## Extrait du texte
________________________________________

Comme toujours, l’Afrique subsaharienne, du fait de ses faiblesses surannées, telles que les conflits et crises sanitaires, demeure dans les profondeurs du classement de Transparency international. 50% des pays aux scores les plus bas, les «bottom scorers», sont en Afrique, à l’instar du Soudan du Sud, de la Somalie, de l’Erythrée, de la Lybie et de la Guinée Equatoriale dont les scores I.p.c vont respectivement de 8 à 13.
Le rapport annuel sur l’I.p.c 2024 (Indice de perception de la corruption) de Transparency international révèle, à n’en point douter, comme le souligne François Valérian, président de cet organisme indépendant de lutte contre la corruption, que celle-ci ne cesse d’être, pour les Nations, une menace qui sape non seulement les fondements de développement des Nations, mais aussi provoque le déclin de la démocratie, l’instabilité et les violations des droits humains. Le fléau gangrène et bon nombre de pays obtiennent des niveaux de corruption alarmants. Plus de deux tiers des 180 pays, selon le rapport de Transparency international, obtiennent une note inférieure à 50%, la note 100 étant taxée d’absence de corruption dans un pays et 0 étant la note qui traduit une forte corruption.

________________________________________

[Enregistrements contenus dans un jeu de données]
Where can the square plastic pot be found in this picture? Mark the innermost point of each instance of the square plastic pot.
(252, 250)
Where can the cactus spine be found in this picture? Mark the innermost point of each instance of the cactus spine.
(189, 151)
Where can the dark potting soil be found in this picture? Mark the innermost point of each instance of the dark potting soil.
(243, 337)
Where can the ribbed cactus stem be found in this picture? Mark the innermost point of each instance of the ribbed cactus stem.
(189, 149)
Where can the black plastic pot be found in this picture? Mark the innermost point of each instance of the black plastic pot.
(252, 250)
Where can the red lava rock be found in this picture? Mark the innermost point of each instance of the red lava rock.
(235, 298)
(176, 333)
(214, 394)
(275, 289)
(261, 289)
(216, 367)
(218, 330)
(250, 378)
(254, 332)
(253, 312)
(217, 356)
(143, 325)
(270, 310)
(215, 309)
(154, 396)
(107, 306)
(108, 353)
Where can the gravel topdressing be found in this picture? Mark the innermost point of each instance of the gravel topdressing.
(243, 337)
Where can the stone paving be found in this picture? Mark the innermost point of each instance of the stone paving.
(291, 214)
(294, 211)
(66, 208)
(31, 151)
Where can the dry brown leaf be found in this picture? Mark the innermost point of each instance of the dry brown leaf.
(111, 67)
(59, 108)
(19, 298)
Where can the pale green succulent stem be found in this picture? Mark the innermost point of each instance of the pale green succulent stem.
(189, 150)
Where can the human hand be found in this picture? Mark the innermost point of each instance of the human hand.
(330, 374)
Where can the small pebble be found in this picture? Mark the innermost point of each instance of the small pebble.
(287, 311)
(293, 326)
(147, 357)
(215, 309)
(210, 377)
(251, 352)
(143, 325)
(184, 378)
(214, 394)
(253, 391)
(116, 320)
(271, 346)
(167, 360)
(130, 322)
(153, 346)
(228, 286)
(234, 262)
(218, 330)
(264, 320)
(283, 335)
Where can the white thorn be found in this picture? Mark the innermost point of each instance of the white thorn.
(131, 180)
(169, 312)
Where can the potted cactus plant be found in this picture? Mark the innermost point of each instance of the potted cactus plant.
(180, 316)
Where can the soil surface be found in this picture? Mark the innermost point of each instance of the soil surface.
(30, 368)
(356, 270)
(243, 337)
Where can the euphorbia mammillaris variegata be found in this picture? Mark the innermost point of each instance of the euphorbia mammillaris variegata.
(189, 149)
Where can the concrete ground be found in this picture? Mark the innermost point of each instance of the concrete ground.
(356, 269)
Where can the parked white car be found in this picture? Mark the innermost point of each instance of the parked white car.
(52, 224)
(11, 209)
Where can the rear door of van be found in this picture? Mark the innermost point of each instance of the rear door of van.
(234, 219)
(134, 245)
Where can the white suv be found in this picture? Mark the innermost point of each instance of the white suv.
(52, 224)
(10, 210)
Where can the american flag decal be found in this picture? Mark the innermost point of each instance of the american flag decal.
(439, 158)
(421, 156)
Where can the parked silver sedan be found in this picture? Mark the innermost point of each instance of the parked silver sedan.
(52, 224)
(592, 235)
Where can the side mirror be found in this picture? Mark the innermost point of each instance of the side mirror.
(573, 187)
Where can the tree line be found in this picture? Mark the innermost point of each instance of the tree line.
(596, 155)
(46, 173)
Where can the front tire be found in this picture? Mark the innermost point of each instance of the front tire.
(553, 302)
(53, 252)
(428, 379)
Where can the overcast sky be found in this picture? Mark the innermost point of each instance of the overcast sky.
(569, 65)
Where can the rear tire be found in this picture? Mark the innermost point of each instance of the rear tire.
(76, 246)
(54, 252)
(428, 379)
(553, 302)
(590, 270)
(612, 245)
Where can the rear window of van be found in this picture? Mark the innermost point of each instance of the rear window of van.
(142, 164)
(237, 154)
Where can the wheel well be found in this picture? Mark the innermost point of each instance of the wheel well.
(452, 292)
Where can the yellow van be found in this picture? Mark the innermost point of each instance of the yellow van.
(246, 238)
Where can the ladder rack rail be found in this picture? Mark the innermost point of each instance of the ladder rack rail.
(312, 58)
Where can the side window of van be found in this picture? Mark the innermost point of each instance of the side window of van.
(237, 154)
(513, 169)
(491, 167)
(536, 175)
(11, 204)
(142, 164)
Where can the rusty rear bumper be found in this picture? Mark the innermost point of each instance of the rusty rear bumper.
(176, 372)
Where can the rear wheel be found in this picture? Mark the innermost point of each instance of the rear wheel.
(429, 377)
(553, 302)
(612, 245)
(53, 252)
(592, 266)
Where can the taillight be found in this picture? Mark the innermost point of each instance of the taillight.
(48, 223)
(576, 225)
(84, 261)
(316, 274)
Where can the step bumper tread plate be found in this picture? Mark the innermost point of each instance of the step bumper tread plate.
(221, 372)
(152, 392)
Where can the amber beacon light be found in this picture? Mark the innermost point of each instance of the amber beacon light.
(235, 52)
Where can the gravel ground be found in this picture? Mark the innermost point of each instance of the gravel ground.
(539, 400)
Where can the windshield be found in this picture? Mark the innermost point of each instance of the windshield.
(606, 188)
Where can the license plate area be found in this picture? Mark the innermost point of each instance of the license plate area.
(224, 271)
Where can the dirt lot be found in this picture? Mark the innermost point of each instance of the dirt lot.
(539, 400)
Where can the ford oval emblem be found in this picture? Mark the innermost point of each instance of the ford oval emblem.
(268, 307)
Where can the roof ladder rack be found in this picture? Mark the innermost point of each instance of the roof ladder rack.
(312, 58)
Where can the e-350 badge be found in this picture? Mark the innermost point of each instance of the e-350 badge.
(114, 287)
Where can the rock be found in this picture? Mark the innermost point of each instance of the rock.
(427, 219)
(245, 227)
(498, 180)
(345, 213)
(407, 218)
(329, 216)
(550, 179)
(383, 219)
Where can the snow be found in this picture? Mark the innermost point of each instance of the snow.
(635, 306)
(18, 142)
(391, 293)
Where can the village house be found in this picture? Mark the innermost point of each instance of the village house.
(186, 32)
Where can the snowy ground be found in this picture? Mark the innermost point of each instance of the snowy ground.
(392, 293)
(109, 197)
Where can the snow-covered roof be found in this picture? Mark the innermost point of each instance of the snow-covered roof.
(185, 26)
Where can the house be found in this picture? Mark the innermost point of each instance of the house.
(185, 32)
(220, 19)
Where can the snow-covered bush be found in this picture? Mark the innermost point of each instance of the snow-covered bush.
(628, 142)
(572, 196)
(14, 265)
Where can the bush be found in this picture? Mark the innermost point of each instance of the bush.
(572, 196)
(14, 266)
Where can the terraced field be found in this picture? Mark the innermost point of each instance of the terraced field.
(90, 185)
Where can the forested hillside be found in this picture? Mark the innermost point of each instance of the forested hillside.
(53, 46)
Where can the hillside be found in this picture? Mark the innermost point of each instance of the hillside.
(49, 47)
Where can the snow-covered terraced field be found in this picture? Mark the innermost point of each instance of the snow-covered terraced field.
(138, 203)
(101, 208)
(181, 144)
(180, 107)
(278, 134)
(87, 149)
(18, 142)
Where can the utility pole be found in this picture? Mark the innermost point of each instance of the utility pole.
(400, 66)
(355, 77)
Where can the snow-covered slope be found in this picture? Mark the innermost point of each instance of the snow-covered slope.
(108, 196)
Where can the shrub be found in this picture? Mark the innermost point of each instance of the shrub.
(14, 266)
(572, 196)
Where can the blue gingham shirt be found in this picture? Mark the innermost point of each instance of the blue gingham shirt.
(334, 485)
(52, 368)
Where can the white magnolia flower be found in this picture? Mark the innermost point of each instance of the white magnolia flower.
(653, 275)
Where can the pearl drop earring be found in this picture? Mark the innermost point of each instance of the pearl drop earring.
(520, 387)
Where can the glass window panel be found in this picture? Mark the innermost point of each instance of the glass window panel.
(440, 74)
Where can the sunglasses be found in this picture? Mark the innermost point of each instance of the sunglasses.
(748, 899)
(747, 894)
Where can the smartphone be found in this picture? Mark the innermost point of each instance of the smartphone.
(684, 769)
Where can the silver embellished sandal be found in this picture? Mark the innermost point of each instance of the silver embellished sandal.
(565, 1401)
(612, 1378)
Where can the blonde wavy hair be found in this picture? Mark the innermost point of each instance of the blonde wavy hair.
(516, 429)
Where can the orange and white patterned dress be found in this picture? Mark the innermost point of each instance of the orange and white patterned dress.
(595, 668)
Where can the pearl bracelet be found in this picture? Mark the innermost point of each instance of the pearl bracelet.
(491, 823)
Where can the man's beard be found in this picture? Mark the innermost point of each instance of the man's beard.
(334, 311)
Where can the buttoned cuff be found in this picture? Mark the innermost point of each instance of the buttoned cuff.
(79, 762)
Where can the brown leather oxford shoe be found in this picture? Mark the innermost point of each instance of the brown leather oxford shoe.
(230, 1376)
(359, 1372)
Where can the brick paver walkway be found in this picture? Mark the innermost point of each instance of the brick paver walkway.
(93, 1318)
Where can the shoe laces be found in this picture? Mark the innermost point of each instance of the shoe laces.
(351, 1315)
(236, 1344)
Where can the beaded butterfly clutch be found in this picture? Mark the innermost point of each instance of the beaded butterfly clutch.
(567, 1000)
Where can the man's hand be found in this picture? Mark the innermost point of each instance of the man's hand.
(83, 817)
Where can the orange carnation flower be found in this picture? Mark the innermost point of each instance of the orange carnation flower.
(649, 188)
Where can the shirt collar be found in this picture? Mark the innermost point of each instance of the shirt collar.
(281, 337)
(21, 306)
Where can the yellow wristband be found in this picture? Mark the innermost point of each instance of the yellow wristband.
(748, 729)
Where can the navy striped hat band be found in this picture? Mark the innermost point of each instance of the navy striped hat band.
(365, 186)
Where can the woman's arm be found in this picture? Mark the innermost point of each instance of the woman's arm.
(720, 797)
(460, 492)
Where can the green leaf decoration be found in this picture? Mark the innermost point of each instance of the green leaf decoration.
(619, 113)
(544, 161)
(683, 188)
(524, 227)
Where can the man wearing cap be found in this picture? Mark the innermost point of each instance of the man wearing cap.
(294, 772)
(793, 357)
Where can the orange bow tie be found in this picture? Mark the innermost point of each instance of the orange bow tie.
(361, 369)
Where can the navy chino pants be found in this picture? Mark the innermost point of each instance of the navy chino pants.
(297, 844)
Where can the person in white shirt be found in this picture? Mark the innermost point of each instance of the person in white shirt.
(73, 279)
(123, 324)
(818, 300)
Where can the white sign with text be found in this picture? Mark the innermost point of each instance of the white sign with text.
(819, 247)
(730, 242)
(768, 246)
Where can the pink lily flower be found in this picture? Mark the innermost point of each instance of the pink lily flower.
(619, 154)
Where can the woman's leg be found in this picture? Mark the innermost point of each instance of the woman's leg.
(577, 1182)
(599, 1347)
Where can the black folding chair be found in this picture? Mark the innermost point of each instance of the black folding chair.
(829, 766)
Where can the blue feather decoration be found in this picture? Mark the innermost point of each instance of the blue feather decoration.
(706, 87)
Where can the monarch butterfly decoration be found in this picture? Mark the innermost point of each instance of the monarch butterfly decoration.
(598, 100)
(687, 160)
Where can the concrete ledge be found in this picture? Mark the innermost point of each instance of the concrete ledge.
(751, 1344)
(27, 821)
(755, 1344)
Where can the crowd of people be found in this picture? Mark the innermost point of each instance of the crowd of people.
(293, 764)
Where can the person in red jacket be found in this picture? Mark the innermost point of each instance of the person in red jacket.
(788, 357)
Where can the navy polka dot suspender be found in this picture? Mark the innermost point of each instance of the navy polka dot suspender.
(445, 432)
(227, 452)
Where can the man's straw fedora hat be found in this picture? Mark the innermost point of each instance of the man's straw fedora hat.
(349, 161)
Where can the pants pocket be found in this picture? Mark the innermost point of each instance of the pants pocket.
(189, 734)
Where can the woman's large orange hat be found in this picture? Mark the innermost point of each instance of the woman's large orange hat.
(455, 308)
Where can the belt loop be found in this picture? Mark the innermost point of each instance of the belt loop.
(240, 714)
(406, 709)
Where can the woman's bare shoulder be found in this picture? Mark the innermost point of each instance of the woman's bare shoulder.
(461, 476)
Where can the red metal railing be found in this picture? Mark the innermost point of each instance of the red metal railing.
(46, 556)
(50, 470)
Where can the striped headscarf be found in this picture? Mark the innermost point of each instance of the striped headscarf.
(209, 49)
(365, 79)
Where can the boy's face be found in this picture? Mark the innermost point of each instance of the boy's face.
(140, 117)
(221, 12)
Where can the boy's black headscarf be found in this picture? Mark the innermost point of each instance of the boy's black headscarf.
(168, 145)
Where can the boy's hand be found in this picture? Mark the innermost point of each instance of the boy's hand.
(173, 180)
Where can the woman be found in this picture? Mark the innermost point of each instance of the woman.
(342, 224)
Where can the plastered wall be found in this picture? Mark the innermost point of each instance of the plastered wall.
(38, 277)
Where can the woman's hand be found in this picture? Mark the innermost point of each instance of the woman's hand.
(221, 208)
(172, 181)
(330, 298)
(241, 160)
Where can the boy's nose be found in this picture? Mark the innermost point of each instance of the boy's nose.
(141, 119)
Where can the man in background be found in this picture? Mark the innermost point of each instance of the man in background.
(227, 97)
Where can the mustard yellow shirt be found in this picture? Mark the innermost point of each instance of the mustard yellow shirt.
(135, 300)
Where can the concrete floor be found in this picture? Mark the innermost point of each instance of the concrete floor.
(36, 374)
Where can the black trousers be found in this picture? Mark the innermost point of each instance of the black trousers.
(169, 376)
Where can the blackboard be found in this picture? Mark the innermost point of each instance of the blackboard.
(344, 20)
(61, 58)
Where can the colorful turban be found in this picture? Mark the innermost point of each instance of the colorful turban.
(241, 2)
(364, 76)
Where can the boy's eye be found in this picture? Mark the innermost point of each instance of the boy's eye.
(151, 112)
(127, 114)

________________________________________

## Travail à réaliser
a. Expliquez en une à trois phrases, d'après l'extrait sur l'indice de perception de la corruption, pourquoi l'Afrique subsaharienne demeure au bas du classement de Transparency international.
b. Mettez à jour les enregistrements en partant de la ligne qui contient « Where can the concrete floor » et en allant jusqu'à la fin des enregistrements, bornes comprises. Remplacez « colorful turban » par « striped turban » sans rien changer d'autre, et ne redonnez que ces lignes.
Le texte et les enregistrements sont indépendants l'un de l'autre.

## Réponses aux consignes
a. L'Afrique subsaharienne reste dans les profondeurs du classement de Transparency international en raison de ses faiblesses surannées, telles que les conflits et les crises sanitaires.

b.
Where can the concrete floor be found in this picture? Mark the innermost point of each instance of the concrete floor.
(36, 374)
Where can the black trousers be found in this picture? Mark the innermost point of each instance of the black trousers.
(169, 376)
Where can the blackboard be found in this picture? Mark the innermost point of each instance of the blackboard.
(344, 20)
(61, 58)
Where can the striped turban be found in this picture? Mark the innermost point of each instance of the striped turban.
(241, 2)
(364, 76)
Where can the boy's eye be found in this picture? Mark the innermost point of each instance of the boy's eye.
(151, 112)
(127, 114)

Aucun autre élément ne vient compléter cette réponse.